Stored data entries
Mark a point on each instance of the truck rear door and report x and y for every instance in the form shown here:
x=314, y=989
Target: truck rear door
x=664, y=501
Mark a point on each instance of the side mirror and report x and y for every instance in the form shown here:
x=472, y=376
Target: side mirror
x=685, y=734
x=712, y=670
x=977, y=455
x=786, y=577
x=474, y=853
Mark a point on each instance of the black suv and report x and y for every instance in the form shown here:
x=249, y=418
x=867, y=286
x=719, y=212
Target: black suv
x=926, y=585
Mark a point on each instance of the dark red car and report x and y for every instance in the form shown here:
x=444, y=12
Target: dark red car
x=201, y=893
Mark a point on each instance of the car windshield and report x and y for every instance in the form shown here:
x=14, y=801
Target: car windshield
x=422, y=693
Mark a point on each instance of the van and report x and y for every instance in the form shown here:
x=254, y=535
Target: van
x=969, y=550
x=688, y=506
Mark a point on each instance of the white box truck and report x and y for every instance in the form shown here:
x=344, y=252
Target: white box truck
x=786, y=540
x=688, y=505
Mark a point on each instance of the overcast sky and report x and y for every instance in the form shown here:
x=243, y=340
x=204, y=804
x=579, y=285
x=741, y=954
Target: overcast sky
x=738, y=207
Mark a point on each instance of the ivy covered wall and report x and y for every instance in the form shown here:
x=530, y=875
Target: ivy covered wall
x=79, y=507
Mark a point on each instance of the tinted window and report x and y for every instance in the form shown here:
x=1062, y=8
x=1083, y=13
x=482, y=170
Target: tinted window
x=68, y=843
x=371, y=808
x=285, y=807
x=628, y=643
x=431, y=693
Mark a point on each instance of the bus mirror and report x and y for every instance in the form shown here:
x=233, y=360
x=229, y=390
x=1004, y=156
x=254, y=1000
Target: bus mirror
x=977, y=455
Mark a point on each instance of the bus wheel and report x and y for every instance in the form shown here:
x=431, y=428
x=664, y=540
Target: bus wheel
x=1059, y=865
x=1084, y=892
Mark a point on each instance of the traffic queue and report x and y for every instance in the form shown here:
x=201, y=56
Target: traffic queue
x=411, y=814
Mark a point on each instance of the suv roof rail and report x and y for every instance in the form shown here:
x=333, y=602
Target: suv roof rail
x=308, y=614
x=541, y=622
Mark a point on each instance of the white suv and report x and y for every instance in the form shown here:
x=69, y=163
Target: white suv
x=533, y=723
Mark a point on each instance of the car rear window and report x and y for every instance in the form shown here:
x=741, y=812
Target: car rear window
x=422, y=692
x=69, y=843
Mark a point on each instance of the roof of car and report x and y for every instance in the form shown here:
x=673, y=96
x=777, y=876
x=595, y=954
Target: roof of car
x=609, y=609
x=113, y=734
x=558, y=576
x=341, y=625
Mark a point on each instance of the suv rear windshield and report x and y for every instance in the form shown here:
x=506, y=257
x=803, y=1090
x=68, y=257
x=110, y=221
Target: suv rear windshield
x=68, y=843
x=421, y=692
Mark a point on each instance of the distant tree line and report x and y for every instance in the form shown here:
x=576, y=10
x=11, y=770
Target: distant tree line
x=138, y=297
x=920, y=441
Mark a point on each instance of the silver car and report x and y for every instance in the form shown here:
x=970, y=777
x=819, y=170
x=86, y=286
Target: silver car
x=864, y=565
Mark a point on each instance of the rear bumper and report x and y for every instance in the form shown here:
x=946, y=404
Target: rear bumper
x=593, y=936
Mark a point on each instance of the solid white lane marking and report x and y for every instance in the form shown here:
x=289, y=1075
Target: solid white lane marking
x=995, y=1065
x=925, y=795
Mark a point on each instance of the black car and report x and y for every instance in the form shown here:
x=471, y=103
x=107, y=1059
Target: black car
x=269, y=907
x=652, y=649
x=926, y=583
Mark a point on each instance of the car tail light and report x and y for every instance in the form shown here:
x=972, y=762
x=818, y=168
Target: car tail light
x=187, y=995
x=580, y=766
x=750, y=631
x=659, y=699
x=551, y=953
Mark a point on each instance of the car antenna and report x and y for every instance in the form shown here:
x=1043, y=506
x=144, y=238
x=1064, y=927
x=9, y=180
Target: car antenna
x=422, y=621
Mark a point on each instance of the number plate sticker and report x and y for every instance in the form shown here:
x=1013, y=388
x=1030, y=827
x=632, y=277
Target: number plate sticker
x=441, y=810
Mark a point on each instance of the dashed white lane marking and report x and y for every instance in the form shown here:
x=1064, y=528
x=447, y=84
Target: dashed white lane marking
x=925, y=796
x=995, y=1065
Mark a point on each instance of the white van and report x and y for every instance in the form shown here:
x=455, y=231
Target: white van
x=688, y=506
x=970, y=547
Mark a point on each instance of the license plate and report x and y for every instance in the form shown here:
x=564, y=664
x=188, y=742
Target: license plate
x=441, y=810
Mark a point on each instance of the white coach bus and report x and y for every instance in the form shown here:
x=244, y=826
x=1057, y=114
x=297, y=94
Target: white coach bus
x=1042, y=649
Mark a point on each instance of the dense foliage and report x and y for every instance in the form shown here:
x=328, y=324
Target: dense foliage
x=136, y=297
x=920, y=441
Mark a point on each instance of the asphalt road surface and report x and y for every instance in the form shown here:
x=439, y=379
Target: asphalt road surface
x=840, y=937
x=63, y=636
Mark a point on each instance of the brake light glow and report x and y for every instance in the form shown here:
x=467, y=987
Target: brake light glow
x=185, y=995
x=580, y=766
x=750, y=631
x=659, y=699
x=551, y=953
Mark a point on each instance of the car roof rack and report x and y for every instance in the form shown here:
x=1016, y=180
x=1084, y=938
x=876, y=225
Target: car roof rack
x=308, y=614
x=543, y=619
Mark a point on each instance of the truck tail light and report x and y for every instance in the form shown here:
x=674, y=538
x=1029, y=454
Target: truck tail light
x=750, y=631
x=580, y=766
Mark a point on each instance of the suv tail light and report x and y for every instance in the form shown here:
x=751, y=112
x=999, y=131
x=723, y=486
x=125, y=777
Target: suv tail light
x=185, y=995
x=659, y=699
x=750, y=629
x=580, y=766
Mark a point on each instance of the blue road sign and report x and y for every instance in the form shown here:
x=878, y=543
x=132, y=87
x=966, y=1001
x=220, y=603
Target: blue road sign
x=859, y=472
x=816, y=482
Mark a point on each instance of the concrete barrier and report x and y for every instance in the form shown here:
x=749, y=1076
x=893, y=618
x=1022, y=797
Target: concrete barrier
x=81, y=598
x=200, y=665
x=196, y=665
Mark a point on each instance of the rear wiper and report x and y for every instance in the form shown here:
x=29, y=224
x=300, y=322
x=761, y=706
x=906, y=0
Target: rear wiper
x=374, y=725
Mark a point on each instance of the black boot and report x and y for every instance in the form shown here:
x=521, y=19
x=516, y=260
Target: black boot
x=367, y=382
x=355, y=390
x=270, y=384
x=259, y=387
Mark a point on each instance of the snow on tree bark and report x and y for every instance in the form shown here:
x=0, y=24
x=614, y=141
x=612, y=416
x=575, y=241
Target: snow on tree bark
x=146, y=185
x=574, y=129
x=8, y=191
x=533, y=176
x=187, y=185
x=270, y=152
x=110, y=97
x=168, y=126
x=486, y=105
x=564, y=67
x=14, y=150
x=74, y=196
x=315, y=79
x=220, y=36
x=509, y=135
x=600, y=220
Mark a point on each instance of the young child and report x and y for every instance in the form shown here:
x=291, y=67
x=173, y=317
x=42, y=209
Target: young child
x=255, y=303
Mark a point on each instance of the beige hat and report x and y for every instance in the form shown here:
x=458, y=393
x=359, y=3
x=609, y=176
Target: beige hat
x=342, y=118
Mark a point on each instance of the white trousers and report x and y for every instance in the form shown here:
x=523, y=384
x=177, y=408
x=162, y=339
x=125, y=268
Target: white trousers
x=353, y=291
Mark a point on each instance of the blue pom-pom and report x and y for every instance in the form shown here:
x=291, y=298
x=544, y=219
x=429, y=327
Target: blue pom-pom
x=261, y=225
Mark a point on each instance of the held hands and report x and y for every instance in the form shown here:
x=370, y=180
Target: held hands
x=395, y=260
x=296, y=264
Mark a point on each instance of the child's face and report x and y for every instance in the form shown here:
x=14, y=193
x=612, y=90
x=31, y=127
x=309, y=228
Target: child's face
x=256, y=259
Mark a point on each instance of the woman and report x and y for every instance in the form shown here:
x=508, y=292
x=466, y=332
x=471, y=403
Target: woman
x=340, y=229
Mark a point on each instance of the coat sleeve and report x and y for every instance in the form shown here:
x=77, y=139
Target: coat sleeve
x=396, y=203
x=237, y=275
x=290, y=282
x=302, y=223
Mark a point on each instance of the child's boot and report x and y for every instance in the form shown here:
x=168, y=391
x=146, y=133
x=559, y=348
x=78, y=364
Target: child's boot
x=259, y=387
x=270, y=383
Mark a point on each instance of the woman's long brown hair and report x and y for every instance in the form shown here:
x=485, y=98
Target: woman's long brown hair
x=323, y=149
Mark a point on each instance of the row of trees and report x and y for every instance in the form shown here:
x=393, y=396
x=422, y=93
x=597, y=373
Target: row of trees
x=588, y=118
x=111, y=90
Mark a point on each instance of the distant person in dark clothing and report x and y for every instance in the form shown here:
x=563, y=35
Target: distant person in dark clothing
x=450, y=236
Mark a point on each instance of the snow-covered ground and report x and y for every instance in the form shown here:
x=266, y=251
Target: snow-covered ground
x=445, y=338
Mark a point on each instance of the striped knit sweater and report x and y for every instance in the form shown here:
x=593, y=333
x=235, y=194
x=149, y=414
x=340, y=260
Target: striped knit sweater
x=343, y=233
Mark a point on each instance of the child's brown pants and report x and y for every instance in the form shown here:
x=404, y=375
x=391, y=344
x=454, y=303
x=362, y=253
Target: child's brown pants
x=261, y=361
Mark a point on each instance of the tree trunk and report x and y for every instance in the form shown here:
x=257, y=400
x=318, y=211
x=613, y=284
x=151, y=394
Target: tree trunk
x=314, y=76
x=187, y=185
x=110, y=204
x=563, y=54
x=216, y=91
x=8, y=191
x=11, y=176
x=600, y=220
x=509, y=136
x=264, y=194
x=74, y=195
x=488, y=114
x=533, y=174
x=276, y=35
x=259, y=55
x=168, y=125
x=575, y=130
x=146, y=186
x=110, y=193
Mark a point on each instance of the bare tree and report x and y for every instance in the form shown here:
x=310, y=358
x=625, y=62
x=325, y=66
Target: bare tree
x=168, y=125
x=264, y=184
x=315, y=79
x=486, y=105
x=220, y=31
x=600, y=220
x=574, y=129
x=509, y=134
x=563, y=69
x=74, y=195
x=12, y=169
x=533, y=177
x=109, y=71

--- Given request ---
Print again, unchanged, the lines of the material starting with the line that contains "Mark a point on each instance of the overcast" and going on through the line that contains "x=431, y=693".

--- Result of this exercise ---
Mark a point on each instance of the overcast sky and report x and y for every instance in the form shown here:
x=243, y=340
x=204, y=804
x=579, y=285
x=741, y=954
Target: overcast sky
x=738, y=207
Mark a point on each instance of the ivy covered wall and report x and y for every instance in the form shown here:
x=530, y=875
Target: ivy covered wall
x=79, y=507
Mark a point on each instance of the tinted window and report x and y for every instance in the form shown here:
x=1062, y=8
x=1083, y=13
x=482, y=170
Target: tinted window
x=68, y=843
x=371, y=808
x=285, y=807
x=628, y=643
x=431, y=693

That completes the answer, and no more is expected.